## YOUR GOAL
Report how many lines in the entries below have the word "leaf" in them, and give no other words.

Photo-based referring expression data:
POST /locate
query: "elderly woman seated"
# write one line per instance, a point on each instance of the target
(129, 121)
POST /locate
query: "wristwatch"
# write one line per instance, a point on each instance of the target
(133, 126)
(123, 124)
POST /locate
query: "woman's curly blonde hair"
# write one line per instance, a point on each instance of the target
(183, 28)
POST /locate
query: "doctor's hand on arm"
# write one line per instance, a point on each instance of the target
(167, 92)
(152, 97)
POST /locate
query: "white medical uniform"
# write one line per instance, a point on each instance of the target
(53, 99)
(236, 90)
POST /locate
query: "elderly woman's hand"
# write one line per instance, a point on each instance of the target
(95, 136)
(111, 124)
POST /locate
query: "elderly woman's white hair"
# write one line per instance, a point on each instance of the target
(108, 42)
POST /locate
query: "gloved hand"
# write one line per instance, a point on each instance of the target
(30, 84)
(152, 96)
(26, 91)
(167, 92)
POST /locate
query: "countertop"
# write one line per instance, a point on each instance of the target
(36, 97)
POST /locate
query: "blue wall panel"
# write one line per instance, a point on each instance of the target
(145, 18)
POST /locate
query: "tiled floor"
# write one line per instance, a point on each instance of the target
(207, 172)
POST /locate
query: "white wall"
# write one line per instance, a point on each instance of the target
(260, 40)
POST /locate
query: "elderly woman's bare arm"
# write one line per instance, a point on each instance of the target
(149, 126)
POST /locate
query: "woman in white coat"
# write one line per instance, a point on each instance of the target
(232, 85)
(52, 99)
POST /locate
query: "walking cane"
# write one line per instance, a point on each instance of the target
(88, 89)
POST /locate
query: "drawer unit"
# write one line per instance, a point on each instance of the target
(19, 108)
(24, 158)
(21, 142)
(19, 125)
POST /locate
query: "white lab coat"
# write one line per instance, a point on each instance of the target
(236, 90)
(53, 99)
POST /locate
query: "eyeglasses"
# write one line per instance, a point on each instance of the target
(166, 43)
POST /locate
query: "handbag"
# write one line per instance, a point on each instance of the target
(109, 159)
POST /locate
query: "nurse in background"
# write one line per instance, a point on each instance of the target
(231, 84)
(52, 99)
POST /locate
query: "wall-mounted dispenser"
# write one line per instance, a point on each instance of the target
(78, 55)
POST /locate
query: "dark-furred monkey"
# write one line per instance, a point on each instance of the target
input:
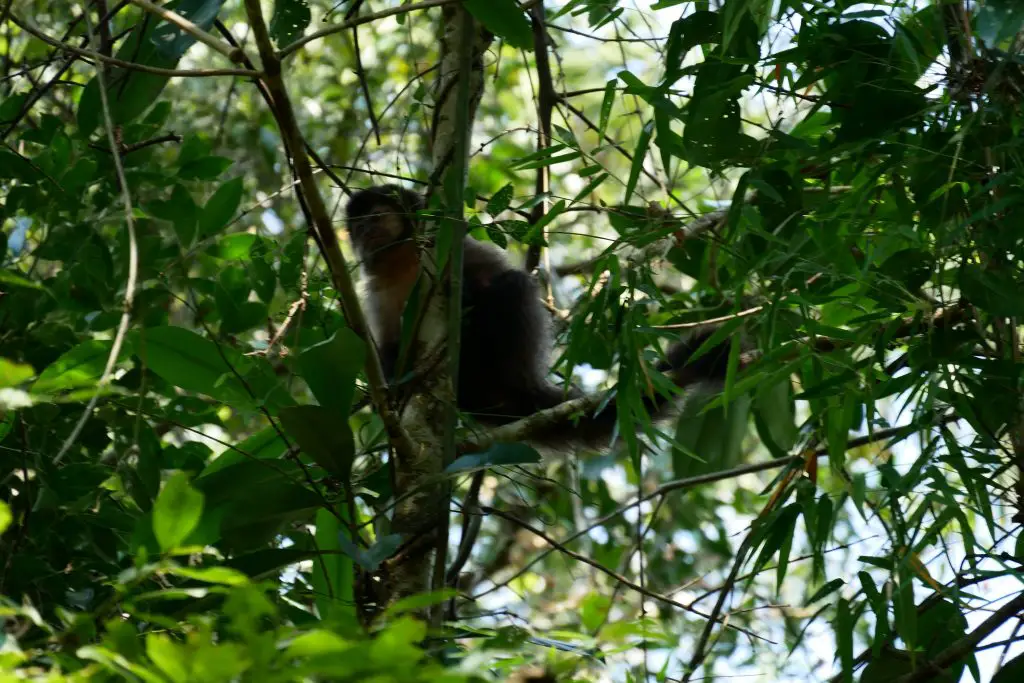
(504, 353)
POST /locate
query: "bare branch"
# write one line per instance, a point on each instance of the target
(358, 20)
(114, 61)
(130, 285)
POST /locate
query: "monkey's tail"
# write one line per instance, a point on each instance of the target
(595, 429)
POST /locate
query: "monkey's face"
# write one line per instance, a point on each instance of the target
(380, 228)
(381, 217)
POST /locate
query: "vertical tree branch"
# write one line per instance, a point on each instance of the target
(321, 218)
(431, 415)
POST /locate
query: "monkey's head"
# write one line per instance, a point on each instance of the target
(380, 217)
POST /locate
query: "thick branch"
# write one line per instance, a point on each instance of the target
(327, 239)
(357, 20)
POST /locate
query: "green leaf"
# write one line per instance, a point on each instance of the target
(12, 374)
(322, 435)
(176, 511)
(333, 577)
(195, 364)
(371, 558)
(501, 200)
(170, 657)
(206, 168)
(153, 42)
(499, 454)
(995, 291)
(825, 590)
(14, 280)
(998, 20)
(505, 19)
(264, 444)
(222, 575)
(639, 156)
(844, 638)
(220, 208)
(1011, 672)
(607, 101)
(330, 369)
(417, 602)
(289, 22)
(5, 516)
(81, 367)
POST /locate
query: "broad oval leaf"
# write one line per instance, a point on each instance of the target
(176, 512)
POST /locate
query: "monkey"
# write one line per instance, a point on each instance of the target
(506, 339)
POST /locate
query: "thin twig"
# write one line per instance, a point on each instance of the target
(357, 20)
(711, 477)
(545, 105)
(600, 567)
(128, 148)
(233, 53)
(129, 299)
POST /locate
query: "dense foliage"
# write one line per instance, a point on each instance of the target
(196, 485)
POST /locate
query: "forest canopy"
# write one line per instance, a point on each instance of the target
(209, 472)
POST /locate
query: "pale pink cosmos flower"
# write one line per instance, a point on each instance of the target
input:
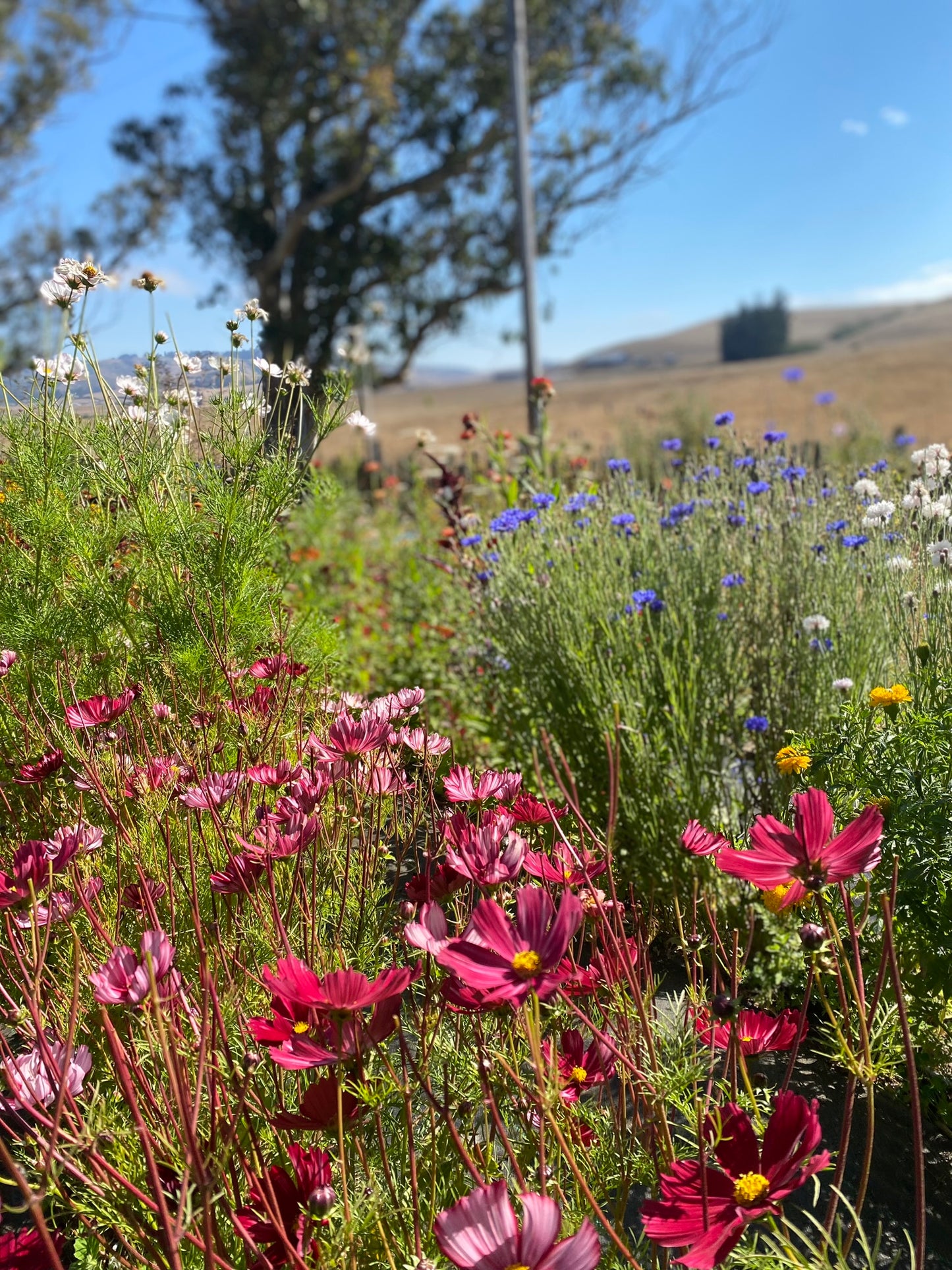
(125, 978)
(482, 1232)
(34, 1080)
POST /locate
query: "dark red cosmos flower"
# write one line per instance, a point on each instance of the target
(32, 774)
(579, 1068)
(24, 1249)
(571, 867)
(516, 959)
(810, 855)
(702, 842)
(750, 1183)
(298, 1199)
(319, 1108)
(98, 710)
(757, 1031)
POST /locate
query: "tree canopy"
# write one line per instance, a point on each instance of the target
(358, 163)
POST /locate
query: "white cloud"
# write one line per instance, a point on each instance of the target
(895, 117)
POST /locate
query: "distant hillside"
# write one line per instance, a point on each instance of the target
(815, 330)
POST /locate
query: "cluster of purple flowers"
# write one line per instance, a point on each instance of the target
(511, 520)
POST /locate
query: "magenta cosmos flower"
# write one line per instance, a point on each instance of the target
(482, 1232)
(810, 855)
(98, 710)
(289, 1221)
(757, 1031)
(513, 960)
(750, 1182)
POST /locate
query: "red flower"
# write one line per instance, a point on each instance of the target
(32, 774)
(809, 856)
(102, 709)
(757, 1031)
(702, 842)
(750, 1183)
(308, 1192)
(482, 1232)
(513, 960)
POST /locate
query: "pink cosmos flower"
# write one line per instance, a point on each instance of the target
(431, 931)
(102, 709)
(273, 778)
(349, 739)
(757, 1031)
(702, 842)
(212, 790)
(32, 774)
(809, 856)
(123, 979)
(750, 1182)
(482, 1232)
(36, 1082)
(571, 867)
(298, 1197)
(489, 855)
(515, 959)
(579, 1068)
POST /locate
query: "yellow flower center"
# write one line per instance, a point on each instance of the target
(527, 963)
(750, 1188)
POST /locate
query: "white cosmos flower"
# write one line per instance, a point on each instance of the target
(816, 624)
(356, 419)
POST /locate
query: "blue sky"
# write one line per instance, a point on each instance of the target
(829, 175)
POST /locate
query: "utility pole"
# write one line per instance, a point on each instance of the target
(519, 69)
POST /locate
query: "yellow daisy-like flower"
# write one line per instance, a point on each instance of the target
(793, 760)
(895, 696)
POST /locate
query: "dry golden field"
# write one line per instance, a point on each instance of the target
(905, 386)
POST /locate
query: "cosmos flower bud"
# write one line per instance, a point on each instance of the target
(812, 937)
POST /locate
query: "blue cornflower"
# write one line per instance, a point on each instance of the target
(511, 520)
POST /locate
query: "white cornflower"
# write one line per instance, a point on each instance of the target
(356, 419)
(866, 488)
(252, 310)
(816, 624)
(57, 291)
(297, 374)
(879, 513)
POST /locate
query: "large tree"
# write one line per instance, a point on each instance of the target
(357, 167)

## REPLY TO THE EXERCISE
2